[Start of section]
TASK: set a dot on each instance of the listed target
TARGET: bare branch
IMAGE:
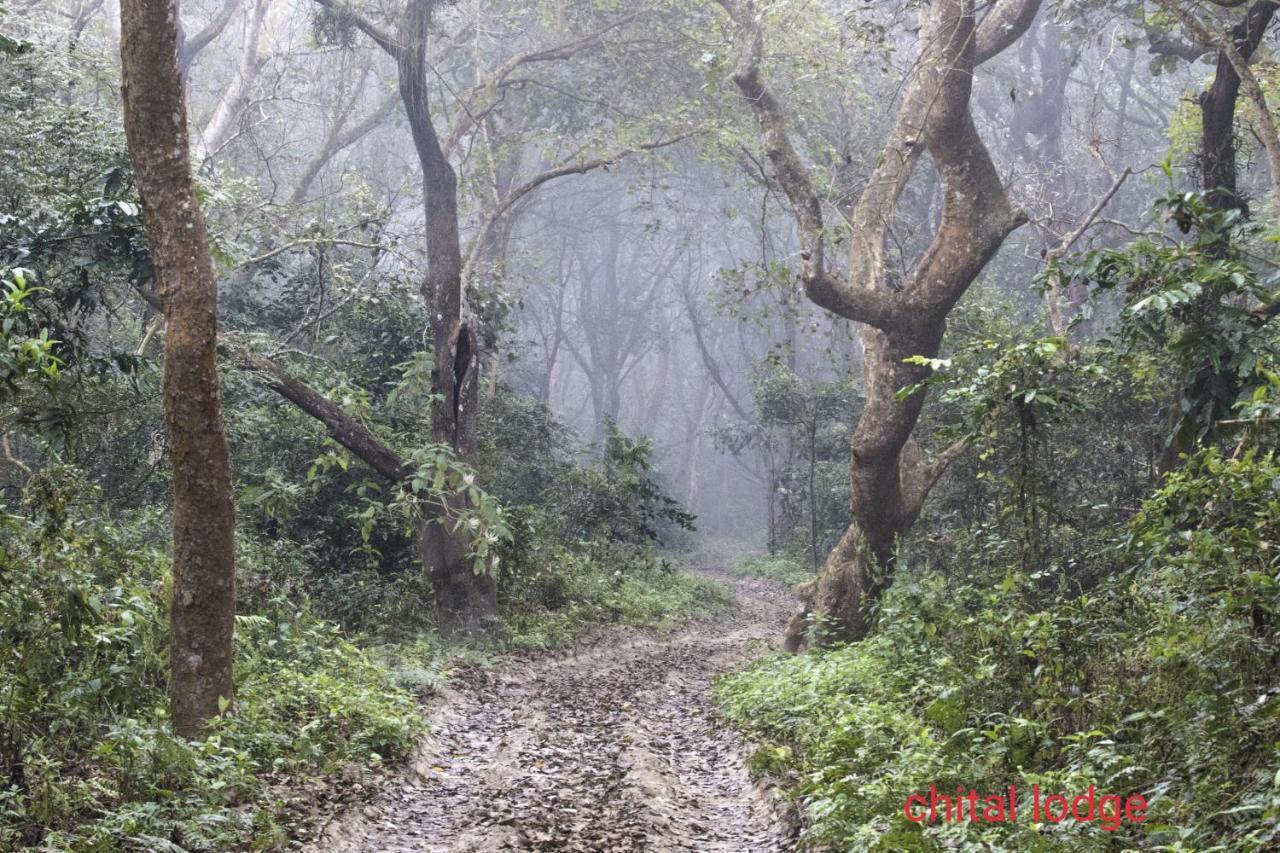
(364, 24)
(1002, 27)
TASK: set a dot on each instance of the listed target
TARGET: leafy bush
(1161, 680)
(88, 758)
(607, 584)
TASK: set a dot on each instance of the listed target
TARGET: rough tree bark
(204, 525)
(890, 475)
(1217, 110)
(465, 600)
(1219, 172)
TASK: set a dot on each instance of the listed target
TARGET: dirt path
(613, 748)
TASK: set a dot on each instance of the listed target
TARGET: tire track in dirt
(612, 748)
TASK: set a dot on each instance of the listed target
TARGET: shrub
(1159, 680)
(88, 758)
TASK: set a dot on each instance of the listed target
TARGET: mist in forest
(348, 345)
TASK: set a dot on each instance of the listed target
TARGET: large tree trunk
(204, 527)
(890, 477)
(465, 598)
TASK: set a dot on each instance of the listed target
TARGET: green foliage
(87, 757)
(607, 584)
(1193, 301)
(1157, 680)
(784, 570)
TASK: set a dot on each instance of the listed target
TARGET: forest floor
(615, 747)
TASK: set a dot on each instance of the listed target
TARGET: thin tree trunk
(204, 527)
(465, 598)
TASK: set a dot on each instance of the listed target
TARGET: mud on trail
(612, 748)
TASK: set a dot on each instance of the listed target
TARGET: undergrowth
(87, 756)
(1159, 680)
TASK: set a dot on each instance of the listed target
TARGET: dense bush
(88, 758)
(1159, 680)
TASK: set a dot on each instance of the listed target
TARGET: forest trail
(612, 748)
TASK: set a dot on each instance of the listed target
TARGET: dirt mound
(615, 748)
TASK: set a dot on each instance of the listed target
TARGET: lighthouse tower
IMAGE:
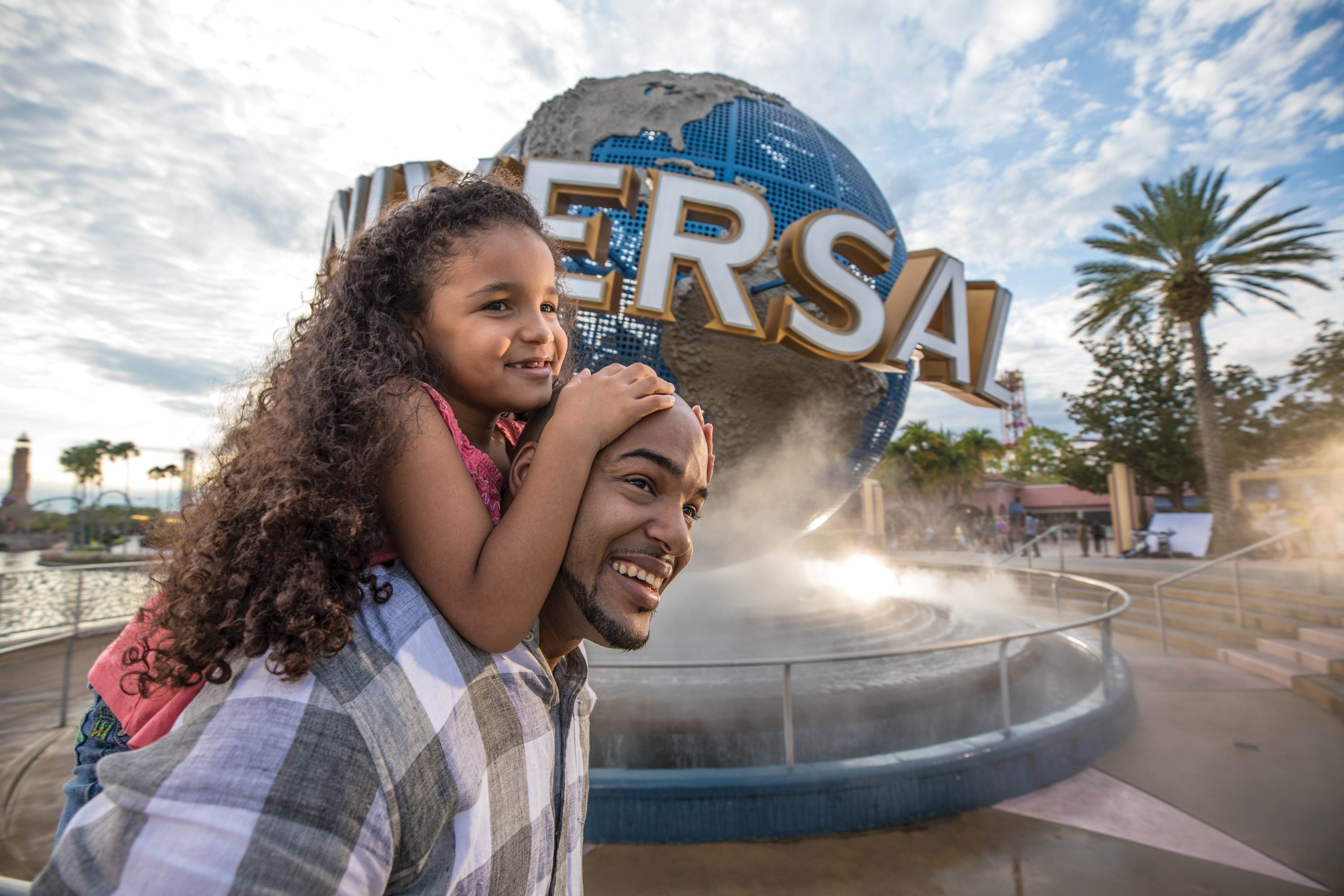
(19, 476)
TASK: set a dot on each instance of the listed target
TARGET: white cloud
(164, 168)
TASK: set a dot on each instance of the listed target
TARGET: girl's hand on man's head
(596, 409)
(709, 440)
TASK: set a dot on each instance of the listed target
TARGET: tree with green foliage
(1139, 405)
(1038, 457)
(1312, 416)
(932, 471)
(159, 473)
(1179, 257)
(85, 462)
(124, 452)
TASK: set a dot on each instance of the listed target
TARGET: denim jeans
(100, 734)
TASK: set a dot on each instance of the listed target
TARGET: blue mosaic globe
(747, 138)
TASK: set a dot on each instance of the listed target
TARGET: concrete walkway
(1229, 785)
(1295, 575)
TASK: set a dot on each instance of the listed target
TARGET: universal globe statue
(795, 436)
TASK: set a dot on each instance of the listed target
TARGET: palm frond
(1249, 202)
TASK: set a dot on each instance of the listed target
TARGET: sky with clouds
(166, 168)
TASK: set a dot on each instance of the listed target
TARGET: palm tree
(124, 452)
(158, 475)
(1180, 258)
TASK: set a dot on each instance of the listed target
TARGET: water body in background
(17, 561)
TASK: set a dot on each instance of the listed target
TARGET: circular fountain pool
(695, 754)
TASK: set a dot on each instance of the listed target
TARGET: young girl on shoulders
(380, 433)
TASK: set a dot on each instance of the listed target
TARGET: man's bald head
(632, 534)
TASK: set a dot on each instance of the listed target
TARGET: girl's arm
(490, 582)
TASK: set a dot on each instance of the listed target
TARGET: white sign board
(1190, 532)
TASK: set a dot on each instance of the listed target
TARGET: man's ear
(519, 468)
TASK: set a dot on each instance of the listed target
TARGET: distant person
(1033, 531)
(407, 761)
(380, 434)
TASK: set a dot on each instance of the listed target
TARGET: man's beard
(615, 635)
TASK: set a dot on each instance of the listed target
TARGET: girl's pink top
(148, 719)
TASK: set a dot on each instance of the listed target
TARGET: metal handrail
(71, 635)
(1002, 640)
(1027, 544)
(1237, 578)
(80, 567)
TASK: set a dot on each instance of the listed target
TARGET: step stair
(1326, 691)
(1277, 669)
(1294, 638)
(1326, 637)
(1314, 656)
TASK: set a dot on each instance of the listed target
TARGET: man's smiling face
(632, 535)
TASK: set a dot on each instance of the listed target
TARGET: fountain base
(761, 803)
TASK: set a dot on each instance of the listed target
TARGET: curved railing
(1002, 640)
(53, 604)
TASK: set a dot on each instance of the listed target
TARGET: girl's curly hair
(273, 553)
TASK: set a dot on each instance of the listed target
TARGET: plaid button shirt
(407, 763)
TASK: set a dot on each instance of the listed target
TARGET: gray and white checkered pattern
(407, 763)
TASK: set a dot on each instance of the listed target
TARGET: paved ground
(1229, 785)
(1299, 574)
(38, 754)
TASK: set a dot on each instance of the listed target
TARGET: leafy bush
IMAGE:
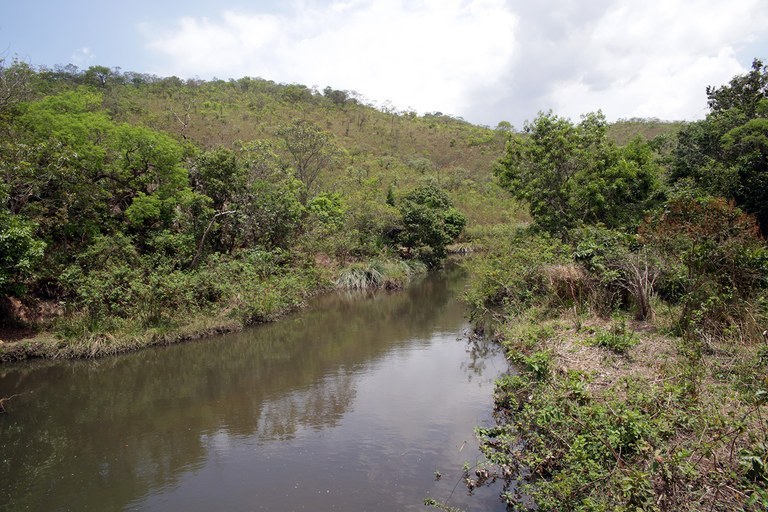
(429, 224)
(618, 338)
(724, 259)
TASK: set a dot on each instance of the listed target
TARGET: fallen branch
(5, 399)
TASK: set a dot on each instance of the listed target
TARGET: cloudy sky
(483, 60)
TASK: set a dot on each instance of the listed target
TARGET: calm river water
(350, 405)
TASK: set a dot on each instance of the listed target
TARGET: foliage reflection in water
(350, 405)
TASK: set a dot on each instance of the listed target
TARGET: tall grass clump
(386, 274)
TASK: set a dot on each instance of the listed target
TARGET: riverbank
(79, 335)
(614, 414)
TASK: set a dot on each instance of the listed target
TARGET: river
(353, 404)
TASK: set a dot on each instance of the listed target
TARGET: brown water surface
(350, 405)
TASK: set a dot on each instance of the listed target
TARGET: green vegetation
(624, 266)
(634, 308)
(137, 210)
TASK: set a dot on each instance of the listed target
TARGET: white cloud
(427, 54)
(655, 59)
(82, 57)
(485, 60)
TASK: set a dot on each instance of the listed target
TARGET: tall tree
(311, 151)
(726, 154)
(572, 174)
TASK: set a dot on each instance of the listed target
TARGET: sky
(483, 60)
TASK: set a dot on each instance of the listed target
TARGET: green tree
(429, 224)
(311, 151)
(726, 154)
(572, 175)
(20, 252)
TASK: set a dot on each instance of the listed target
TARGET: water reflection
(354, 397)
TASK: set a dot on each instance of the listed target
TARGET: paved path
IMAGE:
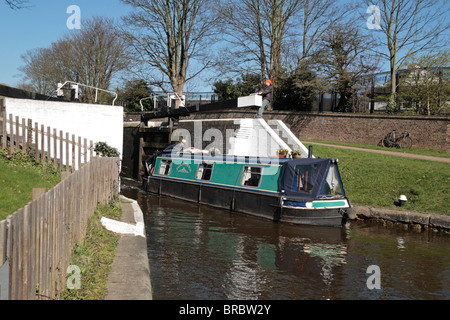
(129, 278)
(391, 153)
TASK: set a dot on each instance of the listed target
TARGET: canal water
[End of section]
◆ What you will do
Could you copy all of the entries above exactly, without the pictures?

◆ Task output
TASK: set a dot on each instance of the listed target
TARGET: bare branch
IMAGE:
(364, 24)
(1002, 27)
TASK: set a dot on each instance of the listed target
TARGET: leafy bush
(1161, 680)
(88, 758)
(607, 584)
TASK: set a dot on each instance of the listed target
TARGET: rough tree bark
(204, 525)
(890, 475)
(1217, 110)
(465, 600)
(1219, 172)
TASK: set a dot on each instance of the listed target
TARGET: dirt path
(613, 748)
TASK: set a dot on each instance of the listed target
TARGET: tire track in dirt
(612, 748)
TASK: set a dot on each instance of the listed target
TARGET: shrub
(1159, 680)
(88, 758)
TASK: set a dot on each instance of the listed target
TARGET: mist in forest
(348, 345)
TASK: set a dot on each instance of the listed target
TARGET: large tree trunk
(204, 527)
(890, 477)
(465, 598)
TASK: set a dot on each instance of the listed target
TARGET: green foliage
(87, 757)
(607, 584)
(1193, 301)
(1157, 680)
(784, 570)
TASK: set a dot on each instance of the listed target
TARGET: forest floor
(615, 747)
TASK: set a dot on each instance of the listed target
TARGET: thin tree trunk
(204, 527)
(465, 598)
TASK: set a dot on each instance of the listed target
TARGET: mud on trail
(612, 748)
TASK: set a dot on each instance of the listed target
TARGET: undergrowth
(87, 756)
(1159, 680)
TASK: set a dot on each instance of the listed target
TARGET: dense bush
(88, 758)
(1159, 680)
TASK: set a dot on each instance of the listed target
TARGET: forest trail
(612, 748)
TASK: set a dot on each instance of the listed target
TARGET: dirt mound
(615, 748)
TASK: set a dot on each instance of the listed target
TARGET: lighthouse tower
IMAGE:
(19, 476)
TASK: set a dot on each instance of the listed target
TARGET: white cloud
(164, 168)
TASK: set a dot on each instance of the listed target
TARGET: girl's hand on man's head
(596, 409)
(709, 440)
TASK: set a dot on each instance of the listed target
TARGET: tree with green foliage
(1139, 405)
(1038, 457)
(1312, 416)
(932, 471)
(159, 473)
(1179, 257)
(85, 462)
(124, 452)
TASK: set a dot on each instance of the listed target
TARGET: denim jeans
(100, 734)
TASK: set a dot on each instance of the listed target
TARGET: blue mosaic globe
(747, 138)
TASK: set a dot on each instance of the listed target
TARGET: concrete walkway
(1229, 785)
(1295, 575)
TASK: set a dot on each instance of the listed target
TARGET: universal globe statue
(795, 436)
TASK: set a dot on each instance of the listed target
TARGET: palm frond
(1249, 202)
TASK: set a dot on each instance of the listed target
TARGET: sky with clouds
(166, 168)
TASK: set a dot on each instance of the listed target
TARGET: palm tree
(124, 452)
(158, 475)
(1180, 258)
TASK: set a dot on each instance of the listed target
TARGET: water body in background
(17, 561)
TASK: set a dot on each instance of the listed target
TARGET: circular fountain pool
(695, 754)
TASK: set a dot on each instance of the listed target
TARGET: young girl on shoulders
(380, 433)
TASK: set a dot on each instance of the listed target
TARGET: man's bald head
(632, 534)
TASK: set a dot on each instance of the listed target
TARGET: girl's arm
(490, 582)
TASK: set a dot on each instance of the listed target
TARGET: white sign board
(1190, 532)
TASK: set a dot on each instance of the listed target
TARGET: man's ear
(519, 468)
TASK: set a dot on each instance of the listed target
TARGET: distant person
(1033, 531)
(407, 761)
(380, 434)
TASK: set a dot on each instance of the listed target
TARGET: man's beard
(615, 635)
TASK: set a dot on each instance of the listed target
TARGET: girl's pink top
(148, 719)
TASK: set a dot on each instance of the listed target
TARGET: metal handrail
(71, 635)
(1002, 640)
(1027, 544)
(1237, 578)
(80, 567)
TASK: set a dot on each instance of the listed target
TARGET: step stair
(1326, 691)
(1277, 669)
(1294, 638)
(1326, 637)
(1314, 656)
TASK: set a dot on each instance of the listed target
TARGET: man's smiling face
(632, 535)
TASK: set a dot on each instance of the listed target
TARGET: fountain base
(761, 803)
TASK: set a dot on each instance of the listed target
TARGET: curved railing
(1002, 640)
(53, 604)
TASK: set a dot on each instance of the listed target
TARGET: girl's curly hair
(273, 553)
TASK: set a dot on each instance of the listed target
TARGET: plaid button shirt
(407, 763)
TASK: set a dot on each instance of the listed target
TARGET: gray and white checkered pattern
(407, 763)
TASK: set a dot on each instance of the listed target
TARGET: paved ground
(1229, 785)
(1299, 574)
(38, 754)
TASK: set a dot on each instance of the listed target
TARGET: leafy bush
IMAGE:
(429, 224)
(618, 338)
(724, 259)
TASK: set a dot on each instance of the listed target
TARGET: fallen branch
(5, 399)
TASK: set a dot on each instance of the listed target
TARGET: cloudy sky
(483, 60)
TASK: set a dot on each instance of the listed target
TARGET: calm river water
(350, 405)
TASK: set a dot on each instance of the listed target
TARGET: foliage reflection in water
(350, 405)
TASK: set a dot on each instance of the listed target
TARGET: tall grass clump
(386, 274)
TASK: set a dot on each instance of the listed target
TARGET: riverbank
(79, 335)
(614, 414)
TASK: set a dot on each instance of the listed target
TARGET: river
(353, 404)
TASK: set a dot on each instance of the listed target
TARGET: brown water surface
(350, 405)
TASK: set a dot on each instance of the listed target
TARGET: green vegetation
(624, 266)
(634, 308)
(137, 210)
TASK: set a dot on each instance of the listed target
TARGET: white cloud
(427, 54)
(655, 59)
(82, 57)
(485, 60)
TASK: set a dot on each instance of the listed target
TARGET: tall tree
(311, 151)
(726, 154)
(572, 174)
TASK: set a dot on each instance of the listed target
TARGET: sky
(483, 60)
TASK: set a dot on each instance of the listed target
TARGET: green tree
(429, 224)
(311, 151)
(726, 154)
(572, 175)
(20, 252)
TASK: set a dot on each instance of the listed target
TARGET: water reflection
(354, 397)
TASK: set a dot on each instance of the listed target
TARGET: paved path
IMAGE:
(129, 278)
(391, 153)
TASK: set a dot on each instance of the listed target
TARGET: canal water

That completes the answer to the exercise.